» **What to work on**
Render the lines of the listing below, from the line containing "the fish eye" through the end of the listing, as a JSON list of strings with one string per line and blank lines left out.

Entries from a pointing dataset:
______________________________

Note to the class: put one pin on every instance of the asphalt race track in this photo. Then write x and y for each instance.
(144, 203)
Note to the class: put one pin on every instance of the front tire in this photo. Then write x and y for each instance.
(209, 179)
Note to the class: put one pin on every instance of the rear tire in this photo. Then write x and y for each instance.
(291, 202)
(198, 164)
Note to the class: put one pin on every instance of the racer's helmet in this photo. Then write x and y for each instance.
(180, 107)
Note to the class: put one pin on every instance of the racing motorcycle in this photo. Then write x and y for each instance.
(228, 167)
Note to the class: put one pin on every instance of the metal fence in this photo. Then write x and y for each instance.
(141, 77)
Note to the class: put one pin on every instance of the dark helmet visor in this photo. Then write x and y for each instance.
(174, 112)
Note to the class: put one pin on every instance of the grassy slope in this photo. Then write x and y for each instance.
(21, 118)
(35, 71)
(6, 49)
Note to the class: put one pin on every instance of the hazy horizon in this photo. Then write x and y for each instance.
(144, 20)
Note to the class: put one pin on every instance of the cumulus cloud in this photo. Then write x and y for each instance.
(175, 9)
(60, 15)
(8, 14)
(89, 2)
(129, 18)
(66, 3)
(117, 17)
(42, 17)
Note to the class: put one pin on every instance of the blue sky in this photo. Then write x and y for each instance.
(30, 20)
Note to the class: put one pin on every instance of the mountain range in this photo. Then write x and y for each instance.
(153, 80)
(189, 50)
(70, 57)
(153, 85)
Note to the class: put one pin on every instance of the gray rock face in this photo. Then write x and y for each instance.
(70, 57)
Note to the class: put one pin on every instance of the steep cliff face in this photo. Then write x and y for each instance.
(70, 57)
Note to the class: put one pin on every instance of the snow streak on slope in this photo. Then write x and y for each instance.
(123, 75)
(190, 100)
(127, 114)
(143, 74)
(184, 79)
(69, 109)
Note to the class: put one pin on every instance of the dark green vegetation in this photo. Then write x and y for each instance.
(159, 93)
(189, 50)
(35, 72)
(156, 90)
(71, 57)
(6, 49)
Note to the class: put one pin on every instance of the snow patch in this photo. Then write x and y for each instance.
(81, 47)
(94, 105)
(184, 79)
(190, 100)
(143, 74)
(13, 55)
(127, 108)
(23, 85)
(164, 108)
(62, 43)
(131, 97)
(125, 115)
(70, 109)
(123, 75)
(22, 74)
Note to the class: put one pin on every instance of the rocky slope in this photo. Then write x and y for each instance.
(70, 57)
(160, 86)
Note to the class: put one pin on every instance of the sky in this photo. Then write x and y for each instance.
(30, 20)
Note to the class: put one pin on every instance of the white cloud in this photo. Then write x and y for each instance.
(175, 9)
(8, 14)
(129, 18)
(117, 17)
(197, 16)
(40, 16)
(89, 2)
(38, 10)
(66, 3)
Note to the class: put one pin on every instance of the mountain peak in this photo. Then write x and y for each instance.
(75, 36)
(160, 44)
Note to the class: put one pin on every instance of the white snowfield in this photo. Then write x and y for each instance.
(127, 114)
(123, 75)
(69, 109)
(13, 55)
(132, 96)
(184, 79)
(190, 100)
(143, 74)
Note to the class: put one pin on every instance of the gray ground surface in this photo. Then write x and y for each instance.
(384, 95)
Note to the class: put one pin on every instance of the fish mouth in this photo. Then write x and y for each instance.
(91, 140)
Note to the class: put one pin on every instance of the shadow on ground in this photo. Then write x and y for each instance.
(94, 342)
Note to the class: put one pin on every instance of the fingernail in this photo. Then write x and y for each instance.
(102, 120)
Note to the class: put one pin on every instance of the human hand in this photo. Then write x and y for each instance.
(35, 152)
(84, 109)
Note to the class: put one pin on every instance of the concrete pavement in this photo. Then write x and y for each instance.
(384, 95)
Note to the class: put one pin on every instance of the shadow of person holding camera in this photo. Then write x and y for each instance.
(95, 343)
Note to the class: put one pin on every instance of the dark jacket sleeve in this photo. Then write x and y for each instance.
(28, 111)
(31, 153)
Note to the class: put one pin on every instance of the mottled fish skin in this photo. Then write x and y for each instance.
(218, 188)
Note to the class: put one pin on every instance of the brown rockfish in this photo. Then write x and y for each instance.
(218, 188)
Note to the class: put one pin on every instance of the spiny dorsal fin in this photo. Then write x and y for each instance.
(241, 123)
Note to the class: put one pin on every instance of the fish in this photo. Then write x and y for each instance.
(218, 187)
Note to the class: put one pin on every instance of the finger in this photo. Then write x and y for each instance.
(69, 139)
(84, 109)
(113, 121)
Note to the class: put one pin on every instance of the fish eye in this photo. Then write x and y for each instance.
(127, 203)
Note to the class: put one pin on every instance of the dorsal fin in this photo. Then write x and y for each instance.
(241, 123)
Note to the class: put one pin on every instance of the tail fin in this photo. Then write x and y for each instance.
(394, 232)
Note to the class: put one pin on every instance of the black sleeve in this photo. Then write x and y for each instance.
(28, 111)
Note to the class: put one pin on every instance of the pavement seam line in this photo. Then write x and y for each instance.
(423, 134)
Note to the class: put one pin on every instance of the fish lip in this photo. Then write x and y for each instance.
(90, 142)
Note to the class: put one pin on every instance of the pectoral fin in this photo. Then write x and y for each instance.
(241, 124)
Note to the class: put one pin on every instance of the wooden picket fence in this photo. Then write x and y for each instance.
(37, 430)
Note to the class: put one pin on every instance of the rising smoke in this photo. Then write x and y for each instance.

______________________________

» **Answer to this exercise**
[
  "Note to the class: put one pin on every instance of the fish eye in this photo. Then write x and y for each instance.",
  "(127, 203)",
  "Note to the class: put one pin on every instance of the dorsal fin in this photo. Then write x and y for each instance.",
  "(241, 123)",
  "Note to the class: put one pin on every instance of the tail fin in this photo. Then write x and y for each instance.",
  "(394, 232)",
  "Note to the class: put one pin on every instance of the black sleeve in this photo. Then write x and y for each instance.",
  "(28, 111)",
  "Note to the class: put one pin on every instance of the pavement seam line in this photo. Then write x and y for each instance.",
  "(423, 134)",
  "Note to the class: put one pin on every instance of the fish lip in this photo. Then write x and y for each instance.",
  "(90, 142)",
  "Note to the class: put one pin on every instance of the pectoral fin in this photo. Then write x and y for each instance.",
  "(241, 124)",
  "Note to the class: put one pin on every instance of the wooden picket fence in this photo. Then write x and y for each instance.",
  "(37, 430)",
  "Note to the class: put one pin on every instance of the rising smoke in this photo. Then write x and y for each instance."
]